▶ _Given exercise_: Reproduce the records below with every occurrence of "Target" swapped for "Label", leaving all other text unchanged.

▶ _Stored records_:
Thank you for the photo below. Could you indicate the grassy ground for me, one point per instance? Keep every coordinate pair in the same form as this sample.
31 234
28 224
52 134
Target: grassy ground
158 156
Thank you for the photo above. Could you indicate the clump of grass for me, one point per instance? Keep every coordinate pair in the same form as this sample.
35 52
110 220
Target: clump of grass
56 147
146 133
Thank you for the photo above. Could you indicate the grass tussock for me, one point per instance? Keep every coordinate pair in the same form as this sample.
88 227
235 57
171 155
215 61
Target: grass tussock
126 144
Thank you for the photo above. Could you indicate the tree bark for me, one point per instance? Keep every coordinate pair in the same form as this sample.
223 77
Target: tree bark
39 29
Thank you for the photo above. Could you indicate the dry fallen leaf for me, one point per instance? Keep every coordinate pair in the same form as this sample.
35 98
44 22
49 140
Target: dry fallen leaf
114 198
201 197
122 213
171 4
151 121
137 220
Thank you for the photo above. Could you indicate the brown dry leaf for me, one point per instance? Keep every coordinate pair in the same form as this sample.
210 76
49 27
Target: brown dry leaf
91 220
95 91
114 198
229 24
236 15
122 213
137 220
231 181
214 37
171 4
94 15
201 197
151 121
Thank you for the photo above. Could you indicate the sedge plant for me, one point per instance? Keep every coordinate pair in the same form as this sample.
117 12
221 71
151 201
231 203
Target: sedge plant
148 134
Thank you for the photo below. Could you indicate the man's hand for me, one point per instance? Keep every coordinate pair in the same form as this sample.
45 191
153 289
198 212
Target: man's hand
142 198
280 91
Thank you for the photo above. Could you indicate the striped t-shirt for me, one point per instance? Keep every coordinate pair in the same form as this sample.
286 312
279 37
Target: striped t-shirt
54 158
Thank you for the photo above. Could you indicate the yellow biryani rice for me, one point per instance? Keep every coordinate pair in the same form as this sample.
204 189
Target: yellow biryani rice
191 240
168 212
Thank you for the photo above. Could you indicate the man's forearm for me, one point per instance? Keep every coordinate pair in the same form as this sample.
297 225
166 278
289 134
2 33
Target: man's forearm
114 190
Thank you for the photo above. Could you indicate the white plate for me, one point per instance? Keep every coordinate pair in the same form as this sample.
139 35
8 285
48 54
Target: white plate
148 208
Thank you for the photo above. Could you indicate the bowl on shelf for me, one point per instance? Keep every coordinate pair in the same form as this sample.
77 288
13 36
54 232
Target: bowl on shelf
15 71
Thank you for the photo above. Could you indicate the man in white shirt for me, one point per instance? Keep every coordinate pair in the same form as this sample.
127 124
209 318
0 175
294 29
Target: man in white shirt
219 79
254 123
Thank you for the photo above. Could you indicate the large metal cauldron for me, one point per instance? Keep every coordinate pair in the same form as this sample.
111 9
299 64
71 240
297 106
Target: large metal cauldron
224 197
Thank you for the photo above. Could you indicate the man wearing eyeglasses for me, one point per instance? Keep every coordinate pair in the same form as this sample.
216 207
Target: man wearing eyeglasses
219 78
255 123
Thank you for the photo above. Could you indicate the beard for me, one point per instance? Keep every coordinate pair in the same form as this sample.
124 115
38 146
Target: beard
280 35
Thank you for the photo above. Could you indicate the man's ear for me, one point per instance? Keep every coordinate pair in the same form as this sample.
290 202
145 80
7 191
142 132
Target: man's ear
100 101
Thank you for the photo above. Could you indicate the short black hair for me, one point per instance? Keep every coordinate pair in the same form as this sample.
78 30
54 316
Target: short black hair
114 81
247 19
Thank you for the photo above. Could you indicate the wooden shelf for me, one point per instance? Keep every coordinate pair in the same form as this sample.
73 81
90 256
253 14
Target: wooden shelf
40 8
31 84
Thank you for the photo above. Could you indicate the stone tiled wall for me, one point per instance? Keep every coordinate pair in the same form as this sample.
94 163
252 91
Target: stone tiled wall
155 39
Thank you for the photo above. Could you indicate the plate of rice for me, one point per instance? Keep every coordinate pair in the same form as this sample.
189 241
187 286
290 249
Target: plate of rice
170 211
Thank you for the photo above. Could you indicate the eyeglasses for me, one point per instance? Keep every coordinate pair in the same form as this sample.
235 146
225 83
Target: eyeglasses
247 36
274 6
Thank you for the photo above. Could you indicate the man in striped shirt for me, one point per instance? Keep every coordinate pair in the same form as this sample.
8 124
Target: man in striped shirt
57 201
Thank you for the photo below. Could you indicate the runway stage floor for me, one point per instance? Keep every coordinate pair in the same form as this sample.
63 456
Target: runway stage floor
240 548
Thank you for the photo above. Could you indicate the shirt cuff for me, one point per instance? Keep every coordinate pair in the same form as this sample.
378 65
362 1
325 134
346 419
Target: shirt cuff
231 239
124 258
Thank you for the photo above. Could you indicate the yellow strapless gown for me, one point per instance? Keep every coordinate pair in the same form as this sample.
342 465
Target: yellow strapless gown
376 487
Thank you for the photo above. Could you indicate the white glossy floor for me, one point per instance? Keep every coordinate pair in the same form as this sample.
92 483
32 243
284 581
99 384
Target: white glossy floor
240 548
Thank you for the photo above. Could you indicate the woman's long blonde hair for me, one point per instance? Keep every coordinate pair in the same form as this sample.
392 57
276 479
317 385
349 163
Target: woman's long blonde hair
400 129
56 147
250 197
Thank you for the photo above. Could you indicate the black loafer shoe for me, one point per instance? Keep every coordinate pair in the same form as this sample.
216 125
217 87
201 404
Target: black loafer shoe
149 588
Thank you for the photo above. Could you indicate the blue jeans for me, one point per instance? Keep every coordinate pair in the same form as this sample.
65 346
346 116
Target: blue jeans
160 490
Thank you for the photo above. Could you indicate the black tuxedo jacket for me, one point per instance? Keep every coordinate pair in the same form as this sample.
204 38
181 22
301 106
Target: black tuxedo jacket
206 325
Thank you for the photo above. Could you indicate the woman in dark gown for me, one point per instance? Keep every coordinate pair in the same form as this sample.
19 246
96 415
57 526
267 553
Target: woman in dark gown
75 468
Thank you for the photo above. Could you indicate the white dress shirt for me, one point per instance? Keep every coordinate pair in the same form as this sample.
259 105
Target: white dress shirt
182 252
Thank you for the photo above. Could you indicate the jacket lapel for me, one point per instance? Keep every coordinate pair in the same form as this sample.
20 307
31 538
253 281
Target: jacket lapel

▶ _The output_:
Thank you for the photo below. Could you indicate the grassy ground for me, one point per instance? Keep every coordinate pair in the same form as this sample.
31 234
28 224
52 134
Label: grassy ground
158 156
Thank you for the photo above. Could you indicate the clump of grass for me, one point per instance? Keep every coordinate pair in the same form as this sample.
35 52
110 220
Label: clump of grass
56 147
146 133
Thank you for the photo above. Could you indicate the grass tussock for me, one point per instance? Keep every coordinate pair in the same form as this sample.
88 227
235 57
171 155
215 61
Label: grass tussock
126 144
Thank you for the photo above. Could you indicate the tree bark for me, one point per instance? Keep every coordinate pair in the same form as this sample.
223 77
Label: tree bark
39 29
Thank you for the photo above. Could you indicate the dry fallen leaf for me, one point per instance? Keep every coordinate pair in the same form as this sample.
35 98
44 22
49 140
Label: dry fallen leaf
114 198
201 197
122 213
171 4
151 121
137 220
Thank you for the photo above. Could you indicate the brown dry leaf for me, one point per instance? Keep every coordinate pair in the same form as this sample.
210 76
49 27
Label: brown dry leaf
91 220
95 91
114 198
229 24
236 15
122 213
137 220
231 181
214 37
171 4
94 15
201 197
151 121
Thank you for the photo above. Could you indicate the sedge plant for me, one point per instance? Keep every coordinate pair in the same form as this sample.
117 12
221 71
151 201
231 203
Label: sedge plant
148 134
Thank you for the photo below. Could you indicate the man's hand for me, one point per instance? Keep every coordinate pair in the same form as this sample.
45 191
153 289
198 212
Label: man's hand
142 198
280 91
Thank you for the photo above. Could you indicate the striped t-shirt for me, one point per instance? Keep every coordinate pair in the same form as this sample.
286 312
279 37
Label: striped t-shirt
54 158
Thank you for the photo above. Could you indicate the yellow biryani rice for me, one point per instance? Keep every coordinate pair in the same form as this sample.
204 189
Label: yellow biryani rice
191 240
168 212
Thank you for the photo above. Could you indicate the man's forearm for me, one point per instance? Keep every coordinate pair in the same form as this sample.
297 225
166 278
289 134
2 33
Label: man's forearm
114 190
Thank you for the photo above. Could you indicate the white plate for me, one point per instance? Keep every coordinate pair in the same form as this sample.
139 35
8 285
48 54
Label: white plate
148 208
Thank you for the photo above. Could you indicate the bowl on shelf for me, one point per instance? Keep every coordinate pair in the same form as this sample.
77 288
13 36
54 232
Label: bowl on shelf
15 71
Thank you for the photo above. Could you indicate the man in white shirt for me, one point per instance? Keep every coordinate pair in the same form as this sample.
127 124
209 318
0 175
294 29
Label: man in white shirt
219 79
254 123
Thank you for the photo above. Could you indicate the large metal cauldron for me, one point per instance? Keep every coordinate pair in the same form as this sample.
111 9
299 64
71 240
297 106
Label: large metal cauldron
224 197
Thank you for the photo above. Could you indicate the man wearing eyeglasses for me, one point per instance? Keep every coordinate pair in the same form as this sample.
216 207
Label: man wearing eyeglasses
219 78
255 123
Thank you for the photo above. Could you indicate the beard for me, one point per instance? Keep every coordinate pair in the same form as this sample.
124 115
38 146
Label: beard
280 35
Thank you for the photo above. Could you indicate the man's ear for me, one point per instance? Keep every coordinate pair in the same form as this sample.
290 202
145 80
7 191
142 132
Label: man's ear
100 101
Thank you for the photo above. Could you indicate the short black hair for me, one point per instance? Keep every coordinate pair in the same form as this sample.
78 30
54 316
Label: short black hair
114 81
247 19
Thank you for the photo above. Could you indicate the wooden shelf for me, one point per instance? Keep every coordinate pair in the same form as this sample.
73 81
90 256
253 14
Label: wooden shelf
40 8
31 84
Thank you for the photo above. Could you indicate the stone tiled wall for me, one point per instance? Keep every coordinate pair in the same form as this sample.
94 163
252 91
Label: stone tiled wall
155 39
Thank you for the photo above. Could you indicate the plate of rice for me, one point per instance? Keep every coordinate pair in the same form as this sample.
189 241
187 286
290 249
Label: plate of rice
170 211
Thank you for the photo above. Could you indicate the eyeglasses for me, one point per instance? Keep every coordinate pair in the same form as this sample.
235 146
225 83
Label: eyeglasses
247 36
274 6
Thank you for the photo above. Could you indicate the man in striped shirt for me, one point per instance? Keep every coordinate pair in the same form as this sample.
8 124
Label: man in striped shirt
57 201
Thank you for the photo below. Could you indicate the runway stage floor for me, one point per instance? Keep every coordinate pair in the same form as this sample.
63 456
Label: runway stage floor
240 548
Thank you for the photo above. Could you indicate the shirt cuff for me, one point per instance? Keep every coordinate pair in the same form as this sample.
378 65
362 1
325 134
346 419
Label: shirt cuff
231 239
124 258
Thank you for the photo above. Could you indicate the yellow strapless gown for me, one point per instance? Keep every coordinate pair in the same form as this sample.
342 465
Label: yellow strapless gown
376 487
Thank you for the photo above. Could you indicate the white glossy floor for me, one point per instance? Keep every coordinate pair in the same form as this sample.
92 483
32 243
284 581
99 384
Label: white glossy floor
240 548
Thank you for the photo above. Could you indicate the woman's long blonde hair for me, one point per instance? Keep every coordinate pair in the same form as this sample.
392 57
276 479
317 385
349 163
Label: woman's long blonde hair
400 129
56 147
250 197
Thank you for the photo above. Could you indicate the black loafer shoe for me, one point per instance? Keep every coordinate pair in the same form as this sample.
216 125
217 87
201 404
Label: black loafer shoe
149 588
Thank you for the photo above. Could you indicate the blue jeans for me, one point per instance? Keep every coordinate pair in the same form as this sample.
65 346
346 116
Label: blue jeans
160 490
Thank you for the photo above. Could you indicate the black tuxedo jacket for me, one point per instance? Keep every coordinate pair in the same form as this sample.
204 38
181 22
301 106
Label: black tuxedo jacket
206 325
Thank you for the photo above. Could you indicate the woman in dark gown for me, one point per instance? Keep every coordinate pair in the same form as this sample.
19 246
96 415
57 526
267 553
Label: woman in dark gown
75 468
Thank you for the photo above. Could you indicate the white dress shirt for me, one point per instance? Keep every coordinate pair in the same form as this sample.
259 105
Label: white dress shirt
182 252
Thank you for the photo above. Could you indicate the jacket lapel for me, one point per instance? Keep every coordinate pair in the same form as this sample.
20 307
31 538
253 281
Label: jacket lapel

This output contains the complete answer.